■ Dataset entries
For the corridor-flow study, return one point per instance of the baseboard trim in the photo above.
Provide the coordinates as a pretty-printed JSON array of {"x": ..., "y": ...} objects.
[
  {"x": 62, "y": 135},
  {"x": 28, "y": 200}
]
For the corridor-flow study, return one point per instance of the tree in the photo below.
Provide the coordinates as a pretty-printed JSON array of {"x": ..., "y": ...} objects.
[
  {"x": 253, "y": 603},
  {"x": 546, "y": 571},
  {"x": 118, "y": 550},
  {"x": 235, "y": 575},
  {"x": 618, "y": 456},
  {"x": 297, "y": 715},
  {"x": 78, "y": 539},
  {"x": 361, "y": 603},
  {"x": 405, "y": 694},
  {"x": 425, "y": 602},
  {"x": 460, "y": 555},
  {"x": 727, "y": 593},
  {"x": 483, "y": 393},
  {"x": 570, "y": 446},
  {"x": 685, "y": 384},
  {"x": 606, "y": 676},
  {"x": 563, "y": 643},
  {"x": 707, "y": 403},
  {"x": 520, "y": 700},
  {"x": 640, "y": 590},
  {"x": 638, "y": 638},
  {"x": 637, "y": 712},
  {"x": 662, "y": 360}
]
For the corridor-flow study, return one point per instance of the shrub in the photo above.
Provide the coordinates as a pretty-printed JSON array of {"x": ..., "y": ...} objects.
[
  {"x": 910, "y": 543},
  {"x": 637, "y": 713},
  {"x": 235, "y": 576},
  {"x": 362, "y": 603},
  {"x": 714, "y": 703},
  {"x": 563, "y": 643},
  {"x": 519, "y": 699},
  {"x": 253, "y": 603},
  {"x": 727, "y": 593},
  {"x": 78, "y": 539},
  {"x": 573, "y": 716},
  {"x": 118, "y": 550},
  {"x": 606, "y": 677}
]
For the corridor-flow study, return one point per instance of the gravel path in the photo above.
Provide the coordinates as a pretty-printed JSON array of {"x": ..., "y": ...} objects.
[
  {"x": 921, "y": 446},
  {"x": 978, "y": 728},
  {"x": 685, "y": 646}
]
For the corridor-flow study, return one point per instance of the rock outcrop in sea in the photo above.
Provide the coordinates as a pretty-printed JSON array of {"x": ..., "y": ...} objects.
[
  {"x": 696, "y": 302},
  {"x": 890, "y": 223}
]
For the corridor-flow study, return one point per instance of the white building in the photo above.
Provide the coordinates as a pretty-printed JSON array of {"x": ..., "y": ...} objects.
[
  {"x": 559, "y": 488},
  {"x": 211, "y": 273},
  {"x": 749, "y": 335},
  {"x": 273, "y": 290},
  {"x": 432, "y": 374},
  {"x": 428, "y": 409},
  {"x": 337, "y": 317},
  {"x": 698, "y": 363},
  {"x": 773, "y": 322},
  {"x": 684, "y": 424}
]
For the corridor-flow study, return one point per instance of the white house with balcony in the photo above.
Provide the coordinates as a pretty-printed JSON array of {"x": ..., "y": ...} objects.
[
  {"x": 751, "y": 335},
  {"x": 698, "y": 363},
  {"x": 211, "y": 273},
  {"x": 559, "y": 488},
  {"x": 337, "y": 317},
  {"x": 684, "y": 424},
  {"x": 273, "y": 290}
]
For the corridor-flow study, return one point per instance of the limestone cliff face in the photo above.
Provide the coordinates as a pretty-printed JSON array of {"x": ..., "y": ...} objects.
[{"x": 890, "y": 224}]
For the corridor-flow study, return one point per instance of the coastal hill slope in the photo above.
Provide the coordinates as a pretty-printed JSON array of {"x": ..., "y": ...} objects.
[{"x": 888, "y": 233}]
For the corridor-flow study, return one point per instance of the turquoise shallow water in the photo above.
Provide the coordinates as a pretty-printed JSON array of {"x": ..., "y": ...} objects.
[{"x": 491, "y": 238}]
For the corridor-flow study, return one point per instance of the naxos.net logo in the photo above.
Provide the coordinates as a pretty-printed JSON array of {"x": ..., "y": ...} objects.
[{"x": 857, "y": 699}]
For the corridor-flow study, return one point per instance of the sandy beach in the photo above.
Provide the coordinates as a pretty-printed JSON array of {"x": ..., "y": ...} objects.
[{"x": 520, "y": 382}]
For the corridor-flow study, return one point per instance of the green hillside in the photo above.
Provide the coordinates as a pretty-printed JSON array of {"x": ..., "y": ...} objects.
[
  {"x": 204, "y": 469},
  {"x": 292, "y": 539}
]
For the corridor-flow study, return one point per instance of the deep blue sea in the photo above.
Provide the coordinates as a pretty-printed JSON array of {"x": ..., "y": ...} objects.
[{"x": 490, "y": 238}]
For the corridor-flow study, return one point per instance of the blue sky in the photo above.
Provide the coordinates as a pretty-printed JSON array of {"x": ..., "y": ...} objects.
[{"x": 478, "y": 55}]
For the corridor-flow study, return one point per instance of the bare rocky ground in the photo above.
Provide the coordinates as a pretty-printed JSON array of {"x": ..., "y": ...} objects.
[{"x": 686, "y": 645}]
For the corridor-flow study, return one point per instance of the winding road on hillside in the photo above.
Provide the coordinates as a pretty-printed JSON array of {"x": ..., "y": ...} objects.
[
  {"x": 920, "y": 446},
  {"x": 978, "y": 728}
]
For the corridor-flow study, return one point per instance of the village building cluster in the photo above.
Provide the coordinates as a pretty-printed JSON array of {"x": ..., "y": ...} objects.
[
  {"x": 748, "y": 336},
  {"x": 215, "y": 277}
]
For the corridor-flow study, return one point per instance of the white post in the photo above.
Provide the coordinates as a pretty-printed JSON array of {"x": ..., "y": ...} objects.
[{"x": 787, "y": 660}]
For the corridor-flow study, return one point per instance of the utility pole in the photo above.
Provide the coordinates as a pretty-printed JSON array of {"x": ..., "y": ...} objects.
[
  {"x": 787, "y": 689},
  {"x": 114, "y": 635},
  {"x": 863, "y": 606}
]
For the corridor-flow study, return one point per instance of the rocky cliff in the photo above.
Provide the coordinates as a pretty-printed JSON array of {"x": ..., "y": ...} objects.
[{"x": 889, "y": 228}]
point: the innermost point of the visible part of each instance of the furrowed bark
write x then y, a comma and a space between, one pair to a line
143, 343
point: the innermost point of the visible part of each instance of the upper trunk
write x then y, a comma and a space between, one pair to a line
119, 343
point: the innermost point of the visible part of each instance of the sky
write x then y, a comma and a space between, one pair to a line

■ Your task
Repeat the records above exactly as they appear.

■ Final result
For the corridor-flow study, return one point per instance of the baseboard trim in the photo above.
Provide the coordinates as a pretty-printed JSON array of {"x": ..., "y": ...} objects.
[
  {"x": 62, "y": 135},
  {"x": 28, "y": 200}
]
For the corridor-flow study, return one point per instance of the tree in the photo below.
Provide the coordinates as a pretty-printed JSON array of {"x": ..., "y": ...} objects.
[
  {"x": 253, "y": 603},
  {"x": 546, "y": 571},
  {"x": 118, "y": 550},
  {"x": 235, "y": 575},
  {"x": 618, "y": 456},
  {"x": 297, "y": 715},
  {"x": 78, "y": 539},
  {"x": 361, "y": 603},
  {"x": 405, "y": 694},
  {"x": 425, "y": 602},
  {"x": 460, "y": 555},
  {"x": 727, "y": 593},
  {"x": 483, "y": 393},
  {"x": 570, "y": 446},
  {"x": 685, "y": 384},
  {"x": 606, "y": 676},
  {"x": 563, "y": 643},
  {"x": 707, "y": 403},
  {"x": 520, "y": 700},
  {"x": 640, "y": 590},
  {"x": 638, "y": 638},
  {"x": 637, "y": 712},
  {"x": 662, "y": 360}
]
For the corridor-flow study, return one point per instance of the shrub in the photo above.
Provide the coordinates as a pretty-printed JSON array of {"x": ..., "y": ...} objects.
[
  {"x": 910, "y": 543},
  {"x": 637, "y": 713},
  {"x": 235, "y": 576},
  {"x": 362, "y": 603},
  {"x": 714, "y": 703},
  {"x": 563, "y": 643},
  {"x": 519, "y": 699},
  {"x": 253, "y": 603},
  {"x": 727, "y": 593},
  {"x": 78, "y": 539},
  {"x": 573, "y": 716},
  {"x": 118, "y": 550},
  {"x": 606, "y": 677}
]
For the corridor-flow study, return one point per instance of the gravel path in the photo above.
Provide the coordinates as a pretty-printed JSON array of {"x": ..., "y": ...} objects.
[
  {"x": 921, "y": 446},
  {"x": 978, "y": 728},
  {"x": 685, "y": 646}
]
For the corridor-flow study, return one point per instance of the rock outcrop in sea in the photo above.
Provide the coordinates as a pretty-printed JSON array of {"x": ..., "y": ...} objects.
[
  {"x": 696, "y": 302},
  {"x": 890, "y": 223}
]
For the corridor-flow study, return one point per instance of the white building in the photo above.
Provide the coordinates as a pretty-printed JSON array of {"x": ..., "y": ...} objects.
[
  {"x": 559, "y": 488},
  {"x": 211, "y": 273},
  {"x": 749, "y": 335},
  {"x": 273, "y": 290},
  {"x": 432, "y": 374},
  {"x": 428, "y": 409},
  {"x": 337, "y": 317},
  {"x": 698, "y": 363},
  {"x": 773, "y": 322},
  {"x": 684, "y": 424}
]
For the corridor-flow study, return one point per instance of the white house with balcony in the photo above.
Provide the coordinates as a pretty-printed JSON array of {"x": ..., "y": ...} objects.
[
  {"x": 751, "y": 335},
  {"x": 698, "y": 363},
  {"x": 211, "y": 273},
  {"x": 559, "y": 488},
  {"x": 337, "y": 317},
  {"x": 684, "y": 424},
  {"x": 273, "y": 290}
]
For the corridor-flow study, return one point per instance of the limestone cliff face in the photo above.
Provide the coordinates as a pretty-printed JSON array of {"x": ..., "y": ...} objects.
[{"x": 890, "y": 224}]
For the corridor-flow study, return one point per instance of the coastal hill slope in the photo above.
Provide the coordinates as a pretty-printed JSON array of {"x": ..., "y": ...} objects.
[{"x": 888, "y": 233}]
For the corridor-flow study, return one point per instance of the turquoise shallow water in the photo above.
Provide the coordinates as a pretty-printed JSON array of {"x": ..., "y": ...} objects.
[{"x": 491, "y": 238}]
For the corridor-flow study, return one point per instance of the naxos.net logo in the photo above.
Provide the coordinates as a pretty-printed JSON array of {"x": ..., "y": ...} objects.
[{"x": 857, "y": 699}]
For the corridor-flow study, return one point per instance of the sandy beach in the photo above.
Provide the coordinates as a pretty-printed JSON array of {"x": ..., "y": ...} objects.
[{"x": 520, "y": 382}]
For the corridor-flow study, return one point per instance of the green hillside in the photo above.
Provide the coordinates as a pretty-printed JSON array of {"x": ..., "y": ...} objects.
[
  {"x": 204, "y": 469},
  {"x": 292, "y": 539}
]
For the corridor-flow study, return one point per instance of the deep blue sea in the photo above.
Provide the coordinates as a pretty-printed JSON array of {"x": ..., "y": ...} objects.
[{"x": 490, "y": 238}]
For the corridor-flow study, return one point per instance of the blue sky in the photo above.
Provide the coordinates as a pretty-printed JSON array of {"x": ..., "y": ...} objects.
[{"x": 478, "y": 55}]
For the corridor-flow study, return one point per instance of the bare rocky ground in the photo above.
Provide the coordinates as a pretty-printed JSON array of {"x": ..., "y": ...} objects.
[{"x": 686, "y": 645}]
For the corridor-flow study, return one point per instance of the winding road on hillside in the photo above.
Provide the coordinates as a pretty-printed JSON array of {"x": ..., "y": ...} objects.
[
  {"x": 920, "y": 446},
  {"x": 978, "y": 728}
]
For the corridor-flow study, return one point per instance of the village building cluster in the photo above.
Provide the coordinates as a pretty-printed JSON array of {"x": ..., "y": ...} objects.
[
  {"x": 748, "y": 336},
  {"x": 215, "y": 277}
]
For the corridor-flow study, return one point per instance of the white post in the photo above.
Provide the coordinates as a pretty-printed JSON array of {"x": ..., "y": ...} objects.
[{"x": 787, "y": 660}]
For the corridor-flow study, return one point per instance of the utility pole in the photo above.
Provide the coordinates as a pretty-printed JSON array of {"x": ..., "y": ...} objects.
[
  {"x": 787, "y": 689},
  {"x": 114, "y": 635},
  {"x": 863, "y": 606}
]
For the corridor-flow study, return one point per instance of the rocky cliff in the photo above.
Provide the coordinates as a pretty-printed JSON array of {"x": ..., "y": ...} objects.
[{"x": 889, "y": 228}]
point: the innermost point of the visible part of each instance of the furrowed bark
write x then y, a comma and a space between, one pair to a line
143, 343
point: the innermost point of the visible part of each instance of the upper trunk
write x then y, a comma and a space between, one pair to a line
119, 343
point: the innermost point of the visible part of each instance of the sky
write x then y, a comma and a space between, one pair to a line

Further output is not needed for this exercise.